Copy each line in the data below that contains the word "write".

### Information supplied

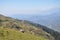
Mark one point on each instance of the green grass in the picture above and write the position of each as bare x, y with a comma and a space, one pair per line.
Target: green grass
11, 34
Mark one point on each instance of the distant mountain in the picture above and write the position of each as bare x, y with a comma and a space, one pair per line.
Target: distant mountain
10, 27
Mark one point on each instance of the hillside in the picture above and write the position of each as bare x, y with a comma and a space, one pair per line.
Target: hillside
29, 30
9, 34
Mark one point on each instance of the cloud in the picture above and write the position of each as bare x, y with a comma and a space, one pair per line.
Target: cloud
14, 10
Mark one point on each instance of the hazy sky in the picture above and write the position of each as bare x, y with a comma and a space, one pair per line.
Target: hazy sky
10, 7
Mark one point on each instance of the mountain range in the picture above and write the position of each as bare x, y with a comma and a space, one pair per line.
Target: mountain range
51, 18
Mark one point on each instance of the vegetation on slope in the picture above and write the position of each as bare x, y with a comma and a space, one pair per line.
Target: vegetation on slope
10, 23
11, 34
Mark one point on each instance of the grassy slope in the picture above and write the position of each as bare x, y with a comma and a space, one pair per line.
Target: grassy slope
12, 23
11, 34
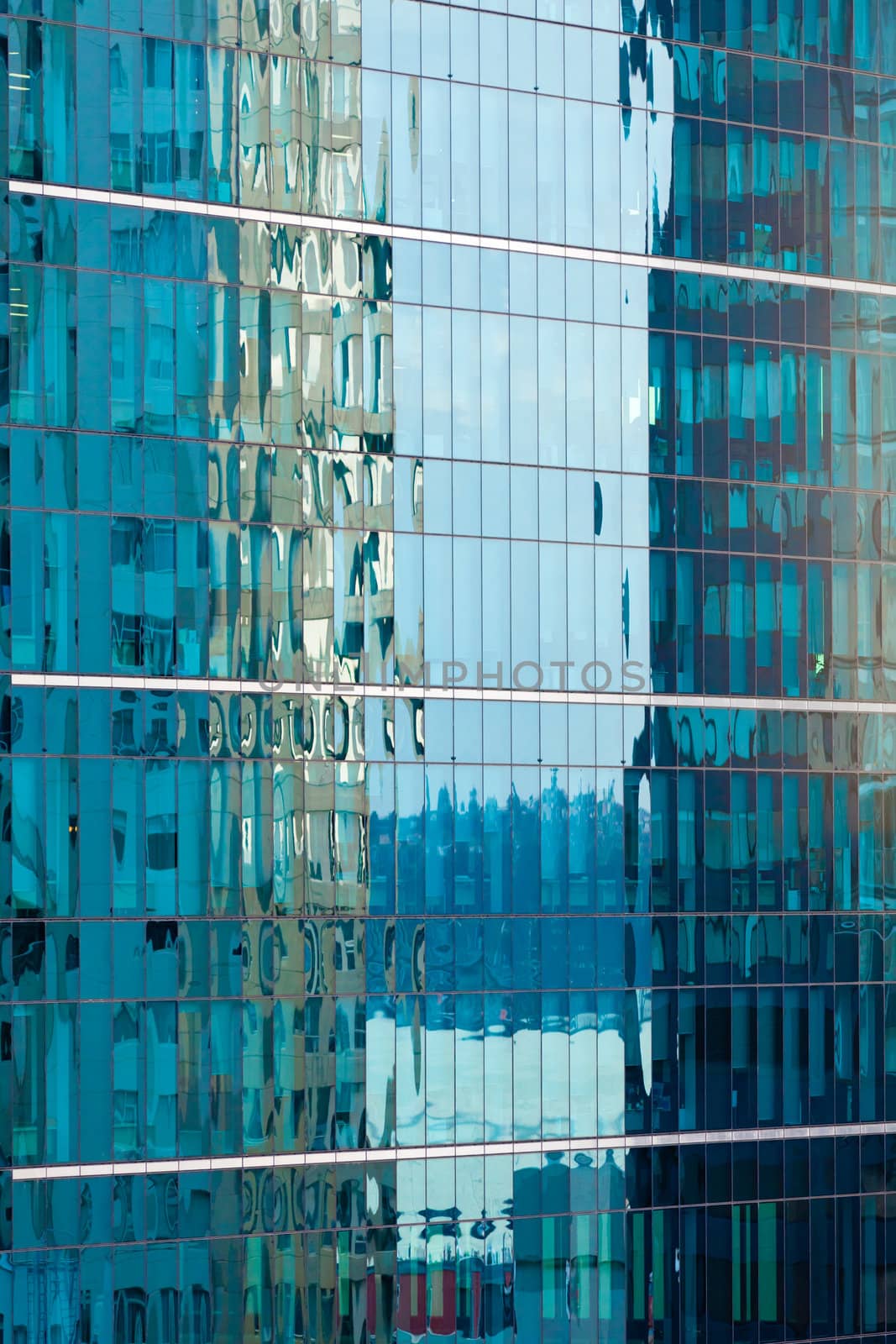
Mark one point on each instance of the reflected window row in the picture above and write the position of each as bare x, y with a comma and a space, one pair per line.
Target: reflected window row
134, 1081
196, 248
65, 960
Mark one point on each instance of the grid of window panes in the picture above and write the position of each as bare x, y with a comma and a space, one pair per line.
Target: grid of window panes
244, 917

######

## Solution to this task
Mark one point on each instance of the green grass in the picture above and write the position of each as bare x, y with a comma and a space, one pair per line.
Mark one point on each instance of the distant mountain in the picture above and write the position of each as bare x, y with a comma and a space, one pair per line.
Mark one point on each instance of the hillside in the picture above and write the position of each as bare x, y with a comma and a space, one pair per line.
Mark one point on each instance of the cloud in the picture above and write the position of each as bare x, y with a comma and a space, one pair per line.
Mark one point on each instance of the hazy sky in the picture above and write the position of each as bare x, y with a comma and a space, one pair per line.
Mark one point on each instance of the mountain range in the picture above and write the position of each as bare x, y with a comma and a space, one pair per line.
Mark one point on each instance of the vegetation on slope in the picture above and write the position of each as bare x, y with a comma and a space, one pair per line.
Mark one point on each instance of the grassy slope in the picture above and write the position of each as bare x, y with a comma and a space, one pair per line.
Mark one point on each instance of the reflected window row in the picture above and write the position of each as bare x, y with a comma and a space, one pair per line.
Mark one point on each instance of the grid of window panes in the picture above and write the position of each as bare x, y with a comma and a space, one pair per line.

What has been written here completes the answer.